[Begin Data in this exercise]
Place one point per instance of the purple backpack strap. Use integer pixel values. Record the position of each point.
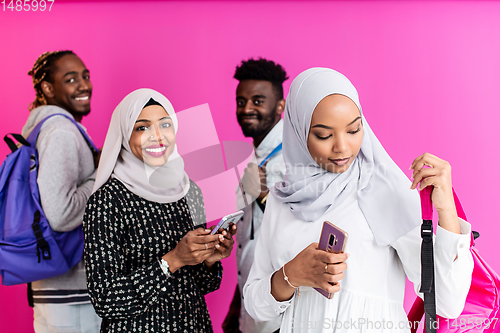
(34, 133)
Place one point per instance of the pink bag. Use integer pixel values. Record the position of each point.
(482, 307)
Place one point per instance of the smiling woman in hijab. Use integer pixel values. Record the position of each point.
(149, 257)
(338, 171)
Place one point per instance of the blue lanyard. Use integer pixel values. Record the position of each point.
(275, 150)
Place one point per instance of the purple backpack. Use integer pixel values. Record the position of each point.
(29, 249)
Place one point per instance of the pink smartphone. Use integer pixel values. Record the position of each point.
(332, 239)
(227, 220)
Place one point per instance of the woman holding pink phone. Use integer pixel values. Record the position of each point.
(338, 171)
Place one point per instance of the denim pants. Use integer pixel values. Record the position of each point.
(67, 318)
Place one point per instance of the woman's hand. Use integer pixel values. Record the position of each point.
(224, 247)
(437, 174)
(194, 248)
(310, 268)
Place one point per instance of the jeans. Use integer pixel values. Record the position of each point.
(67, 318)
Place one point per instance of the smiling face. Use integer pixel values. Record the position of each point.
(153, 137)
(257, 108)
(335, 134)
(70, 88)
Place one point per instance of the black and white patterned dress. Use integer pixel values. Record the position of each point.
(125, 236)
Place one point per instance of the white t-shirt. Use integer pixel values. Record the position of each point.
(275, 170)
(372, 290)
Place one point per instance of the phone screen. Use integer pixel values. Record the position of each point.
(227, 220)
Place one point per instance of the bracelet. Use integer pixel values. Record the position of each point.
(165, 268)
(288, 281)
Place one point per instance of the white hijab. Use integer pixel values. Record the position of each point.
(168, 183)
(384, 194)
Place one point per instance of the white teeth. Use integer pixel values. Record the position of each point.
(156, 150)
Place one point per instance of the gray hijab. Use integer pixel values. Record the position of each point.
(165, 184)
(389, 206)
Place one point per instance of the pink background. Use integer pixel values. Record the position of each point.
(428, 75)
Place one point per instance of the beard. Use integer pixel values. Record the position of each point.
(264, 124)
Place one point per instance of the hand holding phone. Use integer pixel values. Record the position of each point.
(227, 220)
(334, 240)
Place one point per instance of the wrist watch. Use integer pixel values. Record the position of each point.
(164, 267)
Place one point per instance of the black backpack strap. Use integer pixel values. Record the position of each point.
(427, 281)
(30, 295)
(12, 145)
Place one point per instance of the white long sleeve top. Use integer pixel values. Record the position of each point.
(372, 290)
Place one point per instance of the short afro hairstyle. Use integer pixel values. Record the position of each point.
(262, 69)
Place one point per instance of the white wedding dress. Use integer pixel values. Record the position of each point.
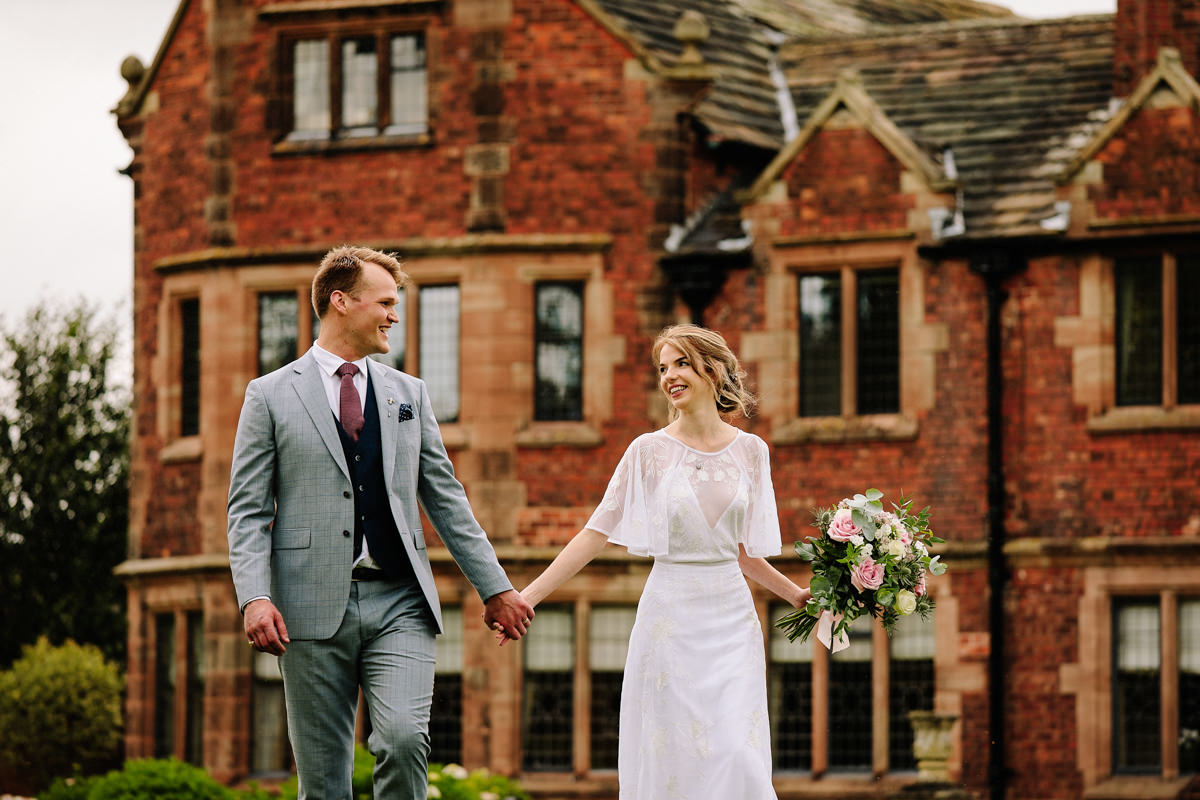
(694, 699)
[End Data in this exercise]
▶ [Aim of the task]: Substitute "whole-number" for "integer" throughout all of the records above, reproducing every line otherwise unchanged. Omit the pictures from your answer.

▶ [Answer]:
Place one point per instance of the purple backpack strap. Use whole-number pixel values. Record the position of each point.
(34, 133)
Place one point per instance of the pink bag. Use whole-number pixel values. Record the position of each point.
(482, 307)
Place one point per instance of the smiling woman in hijab. Use whole-number pixel values. Record the position of each point.
(149, 257)
(338, 171)
Place one point per instance of the blue lanyard. Use whole-number pixel values. Record the position of each point.
(275, 150)
Place one point per instance of the purple backpack. Use whole-number pixel values. Record the position of each point.
(29, 249)
Place one point per instance of the pink smartphone. Use whole-number pixel values. Record the position of each point.
(332, 239)
(227, 220)
Place one point per instance of the woman holding pink phone. Use whole-number pixel values. Record the position of each point.
(338, 171)
Place one point per instance of the denim pants. Use whole-number pixel values. Record the position of each point.
(67, 318)
Place one point per instance of the woman's hand. Use whole-number pixel values. Record the position of each point.
(224, 247)
(437, 174)
(194, 248)
(310, 268)
Place one point per instance of the jeans. Use whole-number pixel values. Record the position of each point.
(67, 318)
Place one point per instance of the smiling face. Use whole-number pixel values. Record the position of each point.
(153, 137)
(257, 108)
(335, 134)
(70, 88)
Place one point per instance of the black and white patterned dress. Use whole-number pixel values. Record the position of each point.
(125, 236)
Place one point per instance of the white t-shirt. Use whole-number pixel values. Record the position of each point.
(275, 170)
(372, 290)
Place one point per instance of the phone screen. Use whole-number pixel values. Record the position of each point.
(227, 220)
Place one point per instance of the bracelet. Use whole-number pixel values. Record the position of each point.
(165, 268)
(288, 281)
Place one point per instance of the white hijab. Use whole-number pixel values. Record the position of each point.
(168, 183)
(384, 194)
Place one point per instance of the white teeth. Use whole-number pixel values. Record the position of each point.
(156, 150)
Place one point per instance of the gray hijab. Use whole-number pixel values. Record the position of each point.
(165, 184)
(389, 206)
Place one point per instance of the pink background. Use whole-number pixel values. Record the position of each point.
(428, 75)
Place one point per instance of the beard. Use whole-number pixel values. Record the position of each point.
(264, 124)
Place one point per instance of the hand holding phone. Use whole-number pixel values. Record the position of each point.
(227, 220)
(334, 240)
Place one point per instance of the wrist watch. Use whole-number pixel values. Record the position of each point.
(164, 267)
Place one point per instance of the black backpack strap. Use whole-number pixel values. Record the position of each point.
(427, 281)
(30, 295)
(12, 145)
Place one point per instance of the white long sleeve top. Use whole-number pixel values. Record the position of each point.
(372, 290)
Place one point per instance of the short afro hairstyle. Use whole-number pixel values. Record the position of each point.
(262, 69)
Place one point per instance of the white wedding dress. Use whole-number pixel values. Record the position of each point.
(694, 699)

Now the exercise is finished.